┏━━
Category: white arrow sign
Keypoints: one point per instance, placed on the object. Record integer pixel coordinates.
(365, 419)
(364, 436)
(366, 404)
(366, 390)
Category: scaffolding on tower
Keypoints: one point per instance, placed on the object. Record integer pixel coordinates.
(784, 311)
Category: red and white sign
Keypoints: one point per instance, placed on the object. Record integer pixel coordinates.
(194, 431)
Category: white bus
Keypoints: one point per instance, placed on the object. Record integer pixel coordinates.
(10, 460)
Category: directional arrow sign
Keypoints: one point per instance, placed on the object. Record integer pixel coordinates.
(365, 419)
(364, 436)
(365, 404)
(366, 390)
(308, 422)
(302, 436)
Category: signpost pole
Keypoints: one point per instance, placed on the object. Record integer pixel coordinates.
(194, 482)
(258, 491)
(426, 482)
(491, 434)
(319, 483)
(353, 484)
┗━━
AIM OF THE EXERCISE: Copy the records above. Keep every word as it is.

EXERCISE SOLUTION:
Category: white arrow sign
Keypoints: one point per instance, placed on the object. Record integer pixel coordinates.
(365, 419)
(364, 436)
(366, 404)
(366, 390)
Category: scaffolding on tower
Keypoints: one point per instance, placed on the object. Record integer pixel coordinates.
(784, 311)
Category: red and white sign
Keypoints: one point per instance, placed on the object. Record integer pixel coordinates.
(194, 431)
Category: white bus
Keypoints: one point per instance, placed on the object. Record integer pixel coordinates.
(10, 460)
Category: directional arrow sign
Keypoints: one point per instance, placed on the object. Record integer pixel coordinates.
(365, 419)
(364, 436)
(365, 404)
(366, 390)
(308, 422)
(302, 436)
Category: signpost pole
Keypoints: one point per instance, placed on the object. Record integer pixel coordinates.
(194, 482)
(258, 491)
(426, 482)
(491, 434)
(319, 483)
(353, 484)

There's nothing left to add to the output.